> [Problem statement]: Extend the forum thread about optimizing a 64-bit MASM call to memcmp, picking up right after its final sentence.

> [Passage to read]:
+ + +

Reputation: 2257
Currently using this 64-bit MASM code to call a C runtime function such as memcmp(). I recall this convention was from a GoAsm article on optimizations.
memcmp PROTO;:QWORD,:QWORD,:QWORD
PUSH RSP
PUSH QWORD PTR [RSP]
AND SPL,0F0h
MOV R8,R11
MOV RDX,R10
MOV RCX,RAX
SUB RSP,32
CALL memcmp
LEA RSP,[RSP+40]
POP RSP
Is this a valid optimized version below?
memcmp PROTO;:QWORD,:QWORD,:QWORD
PUSH RSP
PUSH QWORD PTR [RSP]
AND RSP,-16 ; new
MOV R8,R11
MOV RDX,R10
MOV RCX,RAX
LEA RSP,[RSP-32] ; new
CALL memcmp
LEA RSP,[RSP+40]
POP RSP
The justification for replacing
AND SPL,0F0h
with
AND RSP,-16
is that it avoids invoke partial register updates. Understanding fastcall stack frame
Replacing
SUB RSP,32
with
LEA RSP,[RSP-32]
is that ensuing instructions do not depend on the flags being updated by the subtraction
then not updating the flags will be more efficient as well.
Why does GCC emit "lea" instead of "sub" for subtraction?
In this case, are there other optimization tricks too?
Upvotes: 0
Views: 320
Reputation: 364210
AND
yes, the original code was silly and not saving any code-size (SPL takes a REX prefix, too, like 64-bit operand-size).
LEA
- pointless and a waste of code-size: x86 CPUs already avoid false dependencies on FLAGS via register renaming; that's necessary to efficiently run normal x86 code which is full of instructions like add
, sub
, and
, etc. Compilers would use lea
much more heavily if that wasn't the case. The answer on that linked Q&A is wrong and should be downvoted / deleted. The only danger is on a few less-common CPUs (Pentium 4 and Silvermont for different reasons) from instructions like inc
that only write some flags. (INC instruction vs ADD 1: Does it matter?). Even the cost of inc
on Silvermont-family is pretty minor, just an extra uop but not during decode, so it doesn't stall.

+ + +

> [Data supplied]:
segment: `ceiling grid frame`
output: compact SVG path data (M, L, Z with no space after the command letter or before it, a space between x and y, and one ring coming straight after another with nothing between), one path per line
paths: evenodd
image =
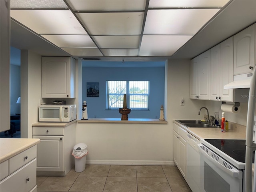
M104 1L102 1L102 2L104 2ZM156 52L154 52L154 51L152 51L152 53L153 53L153 54L151 55L150 54L149 54L148 55L147 55L146 54L146 55L142 55L141 54L140 54L140 52L141 50L141 48L142 48L142 39L143 39L143 37L144 36L148 36L148 35L151 35L151 36L158 36L158 35L159 35L159 34L144 34L144 30L145 30L145 24L146 24L146 19L147 19L147 16L148 16L148 10L180 10L180 9L183 9L183 10L194 10L194 9L198 9L198 10L204 10L204 9L213 9L213 8L214 8L214 9L218 9L218 11L217 11L216 13L218 13L218 11L219 11L219 10L220 10L221 8L217 6L215 6L214 7L211 7L210 8L208 8L207 7L205 7L205 6L202 6L201 7L196 7L196 8L194 8L194 7L183 7L183 8L180 8L180 7L154 7L154 8L152 8L152 7L149 7L149 5L150 5L150 1L151 2L153 2L154 1L152 1L152 0L146 0L145 2L146 2L146 4L145 4L145 8L144 8L144 9L143 10L86 10L86 11L74 11L73 10L72 6L70 5L70 2L72 2L72 0L63 0L63 2L64 2L64 3L65 3L65 4L66 5L66 6L68 7L68 9L70 11L71 11L72 14L74 15L74 16L76 18L76 20L77 20L78 21L78 22L79 22L79 23L83 27L83 28L84 28L84 30L86 32L87 34L85 35L87 35L89 37L90 37L90 39L92 40L92 42L93 42L93 43L94 43L94 44L96 46L96 48L87 48L87 47L84 47L84 48L83 48L83 47L77 47L77 48L79 48L80 49L90 49L90 50L92 50L92 49L96 49L97 50L98 50L99 52L100 52L101 55L76 55L76 54L74 52L73 52L72 54L71 54L70 53L71 52L70 51L68 51L67 52L67 50L68 49L70 49L70 48L75 48L74 47L74 46L70 46L70 47L68 47L68 46L66 46L65 47L59 47L57 45L56 45L55 44L54 44L55 46L57 46L57 47L59 47L60 48L62 48L62 49L63 50L64 50L64 51L66 51L66 52L68 53L69 54L70 54L72 56L78 56L78 57L95 57L96 56L99 56L99 57L114 57L114 56L117 56L117 57L123 57L123 58L124 58L124 57L129 57L130 56L132 56L133 57L146 57L146 56L148 56L148 57L158 57L158 56L172 56L174 54L175 54L176 52L178 50L179 50L180 48L180 47L182 47L184 45L184 44L182 44L182 45L181 45L181 46L179 46L179 47L177 48L176 48L176 49L175 50L176 51L174 51L174 52L172 52L171 53L170 53L170 52L169 51L169 52L166 52L166 53L164 53L164 54L163 54L162 55L161 55L161 54L156 54ZM159 1L159 2L161 2L161 1L162 1L164 2L164 1ZM228 2L228 1L226 1L226 2ZM11 12L12 11L12 10L24 10L24 8L16 8L14 9L11 9ZM29 9L28 9L29 10ZM33 10L66 10L66 8L50 8L50 9L48 9L48 8L44 8L44 9L40 9L40 8L33 8ZM88 28L90 28L88 27L88 26L86 26L86 25L84 23L84 22L83 22L83 21L81 21L80 19L80 18L79 18L79 17L78 17L77 14L81 14L81 13L138 13L138 12L141 12L141 13L144 13L144 17L143 17L143 21L142 21L142 27L141 28L141 32L140 35L138 35L140 36L140 37L139 38L139 41L138 42L138 47L137 48L138 48L138 53L137 54L137 55L136 56L134 56L134 55L132 55L132 56L129 56L129 55L125 55L125 53L128 53L129 52L130 52L130 51L129 51L129 50L130 49L130 50L131 51L132 50L134 50L135 48L134 47L132 47L132 48L124 48L124 47L120 47L120 48L115 48L114 49L112 48L104 48L104 47L101 47L101 46L100 46L99 45L99 43L98 42L97 42L97 41L96 40L95 40L94 38L94 36L100 36L100 35L93 35L92 34L91 34L91 33L90 32L90 30L88 30ZM21 22L20 21L19 21L18 20L17 20L17 19L15 19L15 18L14 18L14 19L18 21L18 22L20 22L21 24L22 24L22 25L26 26L26 24L24 24L22 23L22 22ZM204 26L204 25L203 25L203 26ZM200 30L200 29L199 29ZM33 29L31 29L31 30L32 30L33 31L34 31ZM38 34L40 36L40 34ZM194 35L194 34L193 34L192 35ZM122 35L122 35L122 34L107 34L107 35L105 35L106 36L122 36ZM134 35L133 35L133 34L127 34L127 35L126 35L127 36L134 36ZM161 35L162 36L170 36L170 35L172 35L171 34L165 34L165 35ZM46 38L44 38L45 39L47 39ZM189 40L189 39L188 40ZM49 41L50 42L50 41ZM51 43L52 43L52 42L51 42ZM171 42L169 42L169 44L171 44ZM185 42L185 44L186 44L186 42ZM152 45L152 48L154 48L154 47L155 47L155 46L154 46L154 45ZM167 48L168 48L168 47ZM124 51L124 49L126 49L127 50L127 51ZM113 50L112 51L112 51L111 50ZM117 51L117 50L118 50L118 49L119 49L120 50L120 51L121 51L121 52L120 52L120 53L122 53L122 54L123 54L123 55L118 55L118 54L116 54L116 55L107 55L106 54L109 54L109 53L110 52L112 52L114 53L115 53L115 51ZM116 50L115 51L114 50ZM89 49L88 49L89 50ZM103 51L103 50L104 50L104 51ZM108 50L109 50L108 51ZM86 52L86 51L85 51L85 52ZM88 51L88 52L90 52L90 51ZM132 52L134 52L134 50L133 50L132 51ZM164 53L164 52L163 52L162 53ZM117 52L116 52L116 53L117 53Z

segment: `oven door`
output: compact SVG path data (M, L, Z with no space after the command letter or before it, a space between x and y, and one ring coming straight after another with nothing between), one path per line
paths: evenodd
M200 151L200 190L204 192L242 192L243 172L205 146Z

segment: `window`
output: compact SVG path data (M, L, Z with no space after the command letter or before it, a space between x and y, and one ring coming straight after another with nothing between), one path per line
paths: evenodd
M107 109L122 108L124 94L126 94L128 108L149 109L149 81L107 81L106 86Z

+ + +

> [Written reply]:
add
is not slower than lea
on any CPUs, either itself or in its influence on later instructions. (Except in-order Atom pre-Silvermont, where lea
ran earlier in the pipeline than add
(on an actual AGU), so it could be better or worse depending on where data was coming from / going to). You'd only use lea
in some cases like an adc
loop where you actually need to keep CF unchanged so next iteration can read it. i.e. to not mess up a true dependency (RAW), nothing to do with avoiding a false (WAW) output dependency. (See Problems with ADC/SBB and INC/DEC in tight loops on some CPUs - note that cases where adc
/ inc
/ adc
creates a partial-flag stall are cases where add
would cause a correctness problem, so I'm not counting that as a case where add
would make later instructions faster.)
You probably don't need to save the old RSP; the ABI requires 16-byte stack alignment before a call, and that includes your caller (unless you're getting called from code that doesn't follow the ABI, so you don't have known RSP alignment relative to a 16-byte boundary).
Normally you'd just do sub rsp, 40
like a compiler would, to realign RSP and reserve space for the shadow space. (And you'd do this at the top/bottom of the function, not around every call, along with saving/restoring call-preserved registers).
(In practice memcmp
is unlikely to care about stack alignment, unless it needs to save/restore some more XMM regs. The Windows x64 calling convention unwisely only has 6 call-clobbered x/ymm registers, and that might be slightly tight depending on how much loop unrolling they do in a hand-written(?) memcmp
.)
And even if you did need to handle an unknown incoming RSP alignment, saving RSP to two different locations for pop rsp
is still not a very efficient way to go about it. Normally you'd just use RBP to make a traditional frame pointer to clean up with mov rsp, rbp
/ pop rbp
, which works regardless of unknown adjustment to RSP. e.g. even in functions that use alloca
(or in asm, that do an unknown number of pushes or variable-sized sub rsp
, which is effectively the same thing as and rsp, -16
).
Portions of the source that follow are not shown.